#### Supplied data ####

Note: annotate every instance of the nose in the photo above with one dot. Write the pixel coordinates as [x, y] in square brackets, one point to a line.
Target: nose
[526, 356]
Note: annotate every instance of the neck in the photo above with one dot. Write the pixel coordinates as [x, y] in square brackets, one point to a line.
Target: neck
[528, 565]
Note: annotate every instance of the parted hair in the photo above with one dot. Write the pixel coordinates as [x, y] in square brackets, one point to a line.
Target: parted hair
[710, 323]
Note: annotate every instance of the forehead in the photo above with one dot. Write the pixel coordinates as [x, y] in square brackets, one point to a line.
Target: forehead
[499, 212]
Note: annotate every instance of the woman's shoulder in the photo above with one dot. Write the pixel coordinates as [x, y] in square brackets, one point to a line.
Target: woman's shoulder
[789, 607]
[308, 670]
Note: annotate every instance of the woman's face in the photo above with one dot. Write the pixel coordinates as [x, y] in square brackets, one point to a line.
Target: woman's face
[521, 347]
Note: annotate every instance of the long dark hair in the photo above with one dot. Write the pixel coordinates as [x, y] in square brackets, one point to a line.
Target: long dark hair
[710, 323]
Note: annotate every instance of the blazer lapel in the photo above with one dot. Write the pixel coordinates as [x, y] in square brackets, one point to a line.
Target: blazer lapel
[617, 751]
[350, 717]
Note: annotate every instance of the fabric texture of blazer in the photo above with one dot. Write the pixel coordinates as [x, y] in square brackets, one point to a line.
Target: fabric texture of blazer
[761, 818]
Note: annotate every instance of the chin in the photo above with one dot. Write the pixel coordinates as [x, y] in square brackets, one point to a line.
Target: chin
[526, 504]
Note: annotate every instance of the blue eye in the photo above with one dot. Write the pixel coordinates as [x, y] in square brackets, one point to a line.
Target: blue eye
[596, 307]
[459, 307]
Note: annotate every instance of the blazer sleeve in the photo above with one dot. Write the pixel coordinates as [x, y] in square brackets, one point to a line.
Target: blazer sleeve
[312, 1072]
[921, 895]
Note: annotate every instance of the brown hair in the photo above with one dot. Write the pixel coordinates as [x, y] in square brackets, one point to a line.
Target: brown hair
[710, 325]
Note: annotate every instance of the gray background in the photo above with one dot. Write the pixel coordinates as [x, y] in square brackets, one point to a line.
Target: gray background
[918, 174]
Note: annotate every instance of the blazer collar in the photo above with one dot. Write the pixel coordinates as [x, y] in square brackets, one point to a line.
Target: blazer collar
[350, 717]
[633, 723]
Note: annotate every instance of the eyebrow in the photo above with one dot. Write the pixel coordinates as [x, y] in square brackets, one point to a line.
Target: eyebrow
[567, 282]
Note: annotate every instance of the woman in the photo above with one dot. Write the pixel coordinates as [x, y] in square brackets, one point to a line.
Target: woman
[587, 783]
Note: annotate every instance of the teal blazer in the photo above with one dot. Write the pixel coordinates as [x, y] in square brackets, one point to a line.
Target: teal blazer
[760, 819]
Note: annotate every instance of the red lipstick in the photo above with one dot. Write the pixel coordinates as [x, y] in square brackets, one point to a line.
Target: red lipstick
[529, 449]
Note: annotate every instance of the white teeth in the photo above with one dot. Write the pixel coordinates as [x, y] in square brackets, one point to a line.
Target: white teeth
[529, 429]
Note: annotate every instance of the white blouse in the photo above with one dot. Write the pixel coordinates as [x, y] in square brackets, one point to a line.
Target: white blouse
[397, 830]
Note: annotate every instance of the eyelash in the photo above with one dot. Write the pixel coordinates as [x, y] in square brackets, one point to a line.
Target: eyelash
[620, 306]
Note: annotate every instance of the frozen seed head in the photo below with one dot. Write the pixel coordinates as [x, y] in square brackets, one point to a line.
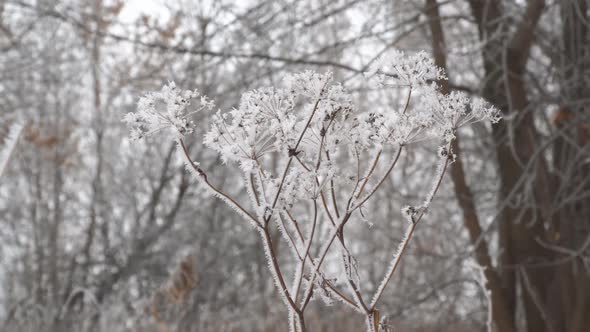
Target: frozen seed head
[169, 108]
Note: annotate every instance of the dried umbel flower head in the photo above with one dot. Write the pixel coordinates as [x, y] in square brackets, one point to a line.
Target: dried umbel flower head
[169, 108]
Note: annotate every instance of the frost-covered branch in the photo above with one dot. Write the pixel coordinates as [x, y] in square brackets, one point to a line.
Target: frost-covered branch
[9, 144]
[306, 154]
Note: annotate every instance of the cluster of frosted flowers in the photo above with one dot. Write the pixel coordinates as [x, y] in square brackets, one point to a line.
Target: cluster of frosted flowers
[310, 117]
[398, 69]
[169, 108]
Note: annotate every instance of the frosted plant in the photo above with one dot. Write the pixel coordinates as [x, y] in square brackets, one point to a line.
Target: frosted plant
[8, 144]
[327, 152]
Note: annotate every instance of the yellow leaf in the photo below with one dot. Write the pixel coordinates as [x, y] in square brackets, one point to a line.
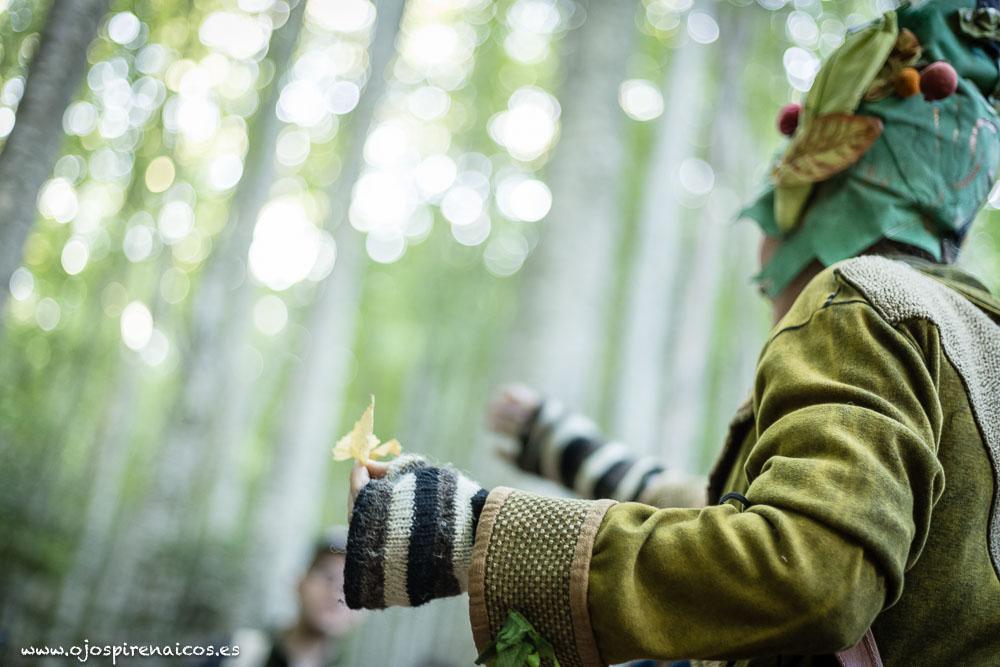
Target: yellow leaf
[361, 444]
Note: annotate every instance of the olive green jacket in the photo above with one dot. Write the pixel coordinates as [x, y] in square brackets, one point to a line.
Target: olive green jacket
[867, 462]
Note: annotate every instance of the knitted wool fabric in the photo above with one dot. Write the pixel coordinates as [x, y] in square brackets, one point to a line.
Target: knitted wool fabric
[411, 536]
[568, 448]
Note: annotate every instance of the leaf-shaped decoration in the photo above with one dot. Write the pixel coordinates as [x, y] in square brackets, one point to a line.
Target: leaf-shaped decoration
[905, 53]
[361, 444]
[831, 144]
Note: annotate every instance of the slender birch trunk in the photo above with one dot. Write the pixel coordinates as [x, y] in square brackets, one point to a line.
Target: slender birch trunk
[221, 320]
[33, 145]
[656, 269]
[558, 338]
[290, 504]
[688, 397]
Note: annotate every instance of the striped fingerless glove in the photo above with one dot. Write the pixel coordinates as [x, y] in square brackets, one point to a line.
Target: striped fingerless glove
[411, 536]
[566, 447]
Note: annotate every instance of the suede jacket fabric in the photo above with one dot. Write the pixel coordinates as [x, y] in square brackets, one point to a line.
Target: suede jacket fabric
[865, 469]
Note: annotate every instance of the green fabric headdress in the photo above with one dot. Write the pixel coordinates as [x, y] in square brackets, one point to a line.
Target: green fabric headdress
[871, 159]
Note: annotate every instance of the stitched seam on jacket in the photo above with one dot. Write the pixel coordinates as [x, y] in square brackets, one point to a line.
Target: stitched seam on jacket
[970, 340]
[532, 554]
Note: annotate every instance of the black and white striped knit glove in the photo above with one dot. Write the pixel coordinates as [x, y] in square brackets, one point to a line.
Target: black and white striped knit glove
[411, 536]
[568, 448]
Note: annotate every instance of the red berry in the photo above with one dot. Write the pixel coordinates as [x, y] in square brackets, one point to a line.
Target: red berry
[938, 81]
[788, 118]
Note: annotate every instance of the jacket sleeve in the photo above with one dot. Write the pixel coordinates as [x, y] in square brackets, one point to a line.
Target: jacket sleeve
[843, 478]
[567, 448]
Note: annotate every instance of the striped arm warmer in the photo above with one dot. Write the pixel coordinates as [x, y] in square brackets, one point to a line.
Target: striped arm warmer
[411, 536]
[566, 447]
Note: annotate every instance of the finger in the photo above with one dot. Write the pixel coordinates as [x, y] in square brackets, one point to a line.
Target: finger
[359, 477]
[376, 469]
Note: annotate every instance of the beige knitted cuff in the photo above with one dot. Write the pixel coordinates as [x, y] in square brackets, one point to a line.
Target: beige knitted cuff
[532, 555]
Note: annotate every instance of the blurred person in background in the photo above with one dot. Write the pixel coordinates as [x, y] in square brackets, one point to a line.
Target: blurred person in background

####

Exercise
Reproduce every entry exactly, but omit each picture.

Output of the task
Note: annotate every instance of the nose in the photo above with one dot. Write the pixel coordinates as [x, y] in square brackets, one point to a line.
Target: nose
[526, 356]
Note: annotate every instance of the neck in the photo above with one dot. Write the pixel coordinates as [x, y] in square brackets, one point to a line.
Target: neck
[528, 565]
Note: annotate every instance of the parted hair in the photo above with one dot. Write the pixel coordinates as [x, y] in square brackets, one point to a line.
Target: parted hair
[710, 323]
Note: annotate every instance of the forehead in the photo above with one dot. Write the pixel coordinates as [x, y] in square brackets, one point to a line.
Target: forehead
[499, 212]
Note: annotate every instance of the woman's shoulder in the photo above with one dot. Write the pixel coordinates as [x, y] in square brackets, one point to a line.
Target: woman's shoulder
[789, 607]
[308, 670]
Note: annotate every instance of the woman's face in the photo above with one dot. Write the pixel coordinates as [x, y] in square brackets, one point to a line.
Target: woman's face
[521, 347]
Note: annotate every instance of the long dark hair in the photo above with one dot. Write the pixel coordinates as [x, y] in square brackets, one point to a line.
Target: long dark hair
[710, 323]
Note: annotate every instance of the blazer lapel in the photo above with one dot. Write the pixel coordinates as [x, y] in square brackets, one point to a line.
Target: blazer lapel
[617, 751]
[350, 717]
Note: annotate every instance of the fabric texture of blazer in the photo above with one dot. Write the pixel coordinates as [x, y] in square brackets, one point to a line.
Target: fabric texture of blazer
[761, 818]
Note: annotate every instance of the chin in the photo above with one dot. Write the pixel coordinates as [x, y] in square brackets, one point to a line.
Target: chin
[526, 504]
Note: annotate every instance of the blue eye in the photo above with one dot. Write the pixel coordinates as [x, y] in square brackets, one point to a line.
Target: blue eye
[596, 307]
[459, 307]
Note: annotate every instance of the blazer sleeve in the photo above with one dot. Write the pixel coordinates as [x, y] in square brackets, one point to a line.
Target: blazer sleeve
[312, 1072]
[921, 895]
Note: annotate every instance of the brown hair in the photo above with one dot. Write the pixel coordinates as [x, y] in square brackets, one point to a line.
Target: brown hair
[710, 325]
Note: annotate every instance of the gray background in the photo above with one dot. Write the pixel coordinates as [x, y] in square brackets, one point to a line.
Target: gray background
[918, 174]
Note: annotate every instance of the blazer collar in the photo above with one dot. Write the pixel coordinates as [x, y] in square brackets, one point to a line.
Target: blazer collar
[350, 717]
[633, 723]
Note: annotate every instance of the eyebrow in the photo above with one dot. Write the pixel coordinates as [x, y] in square brackets, one point to a line.
Target: eyebrow
[567, 282]
Note: annotate every instance of the woman in the photo above with one dot. Write the pixel coordinates as [x, y] in square brackets, one point to a line.
Target: woman
[587, 783]
Note: annotate every instance of the teal blazer in the photo above with one dot. Write the pixel coordinates as [x, y] in square brackets, one point to a line.
Target: teal blazer
[760, 819]
Note: annotate every instance of the red lipstick in the photo above with one dot. Write the pixel coordinates as [x, y] in square brackets, one point to a line.
Target: red lipstick
[529, 449]
Note: annotate every instance of the white teeth in the photo above with one dot. Write the pixel coordinates as [x, y] in square brackets, one point to a line.
Target: white teeth
[529, 429]
Note: annotate every instance of the white blouse in the photo above with one dot. Write the pixel coordinates as [x, y] in square brackets, one point to a line.
Target: white blouse
[397, 830]
Note: annotate every instance of the eyelash in the photo above with one dot. Write the pixel coordinates as [x, y] in square brackets, one point to a line.
Target: eyelash
[620, 306]
Note: annotate every instance of the frozen seed head in the photo below with one dot. Write the pixel coordinates as [x, y] in square brackets, one point to a line.
Target: frozen seed head
[169, 108]
Note: annotate every instance of the dried umbel flower head in the photo above with one dot. Write the pixel coordinates as [x, y] in square brackets, one point to a line.
Target: dried umbel flower head
[169, 108]
Note: annotate every instance of the frost-covered branch in the photo above with one dot. Write the pixel coordinates as [x, y] in square brackets, one point to a line.
Target: frost-covered branch
[9, 144]
[306, 154]
Note: annotate every instance of the cluster of frosted flowers in the photo above with one dot. Write the pixel coordinates as [x, y] in square brackets, one point to a line.
Target: cluster of frosted flowers
[310, 117]
[398, 69]
[169, 108]
Note: annotate every instance of the frosted plant in the photo above with one dot. Write the pixel coordinates as [x, y] in square brackets, one point to a line.
Target: frosted plant
[8, 144]
[327, 152]
Note: annotate every instance of the yellow leaf in the photo below with one dot. Write the pixel coordinates as [x, y] in square brackets, one point to a line.
Target: yellow leaf
[361, 444]
Note: annotate every instance of the olive green jacket in the photo above with one dot. Write the pixel coordinates as [x, y] in square brackets, one point to a line.
Target: olive green jacket
[867, 462]
Note: annotate every instance of the knitted wool fabric in the photo above with one dot. Write the pixel coordinates as [x, y] in square brackets, one point to a line.
Target: knitted wool fabric
[411, 536]
[568, 448]
Note: annotate every instance of the leaf-shaped decoration in the photo above with one dot. Write the pixel coordinates as [x, y] in square brackets, one point to a line.
Target: leaf-shaped decoration
[905, 53]
[361, 444]
[831, 144]
Note: annotate every instance of the slender birch trunk in the photo above with one dot. Write the pixel coordinates as [x, y] in square brackets, one point to a line.
Target: slender birch trunk
[221, 320]
[33, 145]
[656, 269]
[558, 338]
[290, 504]
[688, 397]
Note: annotate every instance of the striped fingerless glove in the photo above with one dot. Write the pixel coordinates as [x, y] in square brackets, one point to a line.
Target: striped fingerless glove
[411, 536]
[566, 447]
Note: annotate every instance of the suede jacket fabric in the photo above with one dot. Write the pixel coordinates as [x, y] in square brackets, one point to a line.
Target: suede jacket fabric
[865, 469]
Note: annotate every instance of the green fabric headdress in the photo above with one dot. Write the pixel coordinates as [x, y] in square brackets, one point to a line.
Target: green fabric headdress
[871, 159]
Note: annotate every instance of the stitched seam on jacket in the photo above with one dot. Write the pixel coordinates as [x, y] in square brackets, one point to a line.
Target: stitched seam on jacket
[970, 340]
[532, 554]
Note: annotate every instance of the black and white striped knit glove in the photo above with one dot. Write the pixel coordinates as [x, y] in square brackets, one point to a line.
Target: black and white striped knit glove
[411, 536]
[568, 448]
Note: annotate every instance of the red berry in the photo above with one dot. Write the pixel coordinates as [x, y] in square brackets, one point to a line.
Target: red berry
[938, 81]
[788, 118]
Note: annotate every instance of the jacket sleeve in the photo above with one dot. Write the pixel coordinates as [x, y] in square brackets, one point to a line.
Target: jacket sleeve
[843, 478]
[567, 448]
Note: annotate every instance of the striped arm warmer in the photo above with one dot. Write the pixel coordinates as [x, y] in square brackets, one point to a line.
Target: striped arm warmer
[411, 536]
[566, 447]
Note: annotate every instance of the finger in the photo above with one dot. Write the pixel coordinates as [x, y] in square brackets, one point to a line.
Target: finger
[359, 477]
[376, 469]
Note: annotate every instance of the beige knitted cuff in the photo above with one dot. Write the pixel coordinates as [x, y] in square brackets, one point to a line.
Target: beige knitted cuff
[532, 555]
Note: annotate every instance of the blurred person in background in the photo above with one dot. Write the pixel coordinates as [x, y] in square brackets, one point to a line.
Target: blurred person in background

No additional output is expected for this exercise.